[Dataset records]

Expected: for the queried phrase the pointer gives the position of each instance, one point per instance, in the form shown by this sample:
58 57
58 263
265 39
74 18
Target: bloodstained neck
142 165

[Exercise] Line by line, copy the records exactly.

[Output of the task]
Expected: for the queried phrase the pointer gives the position of each instance, one point per instance, in the form shown by this sample:
58 57
58 263
265 39
74 18
Target: bloodstained neck
142 165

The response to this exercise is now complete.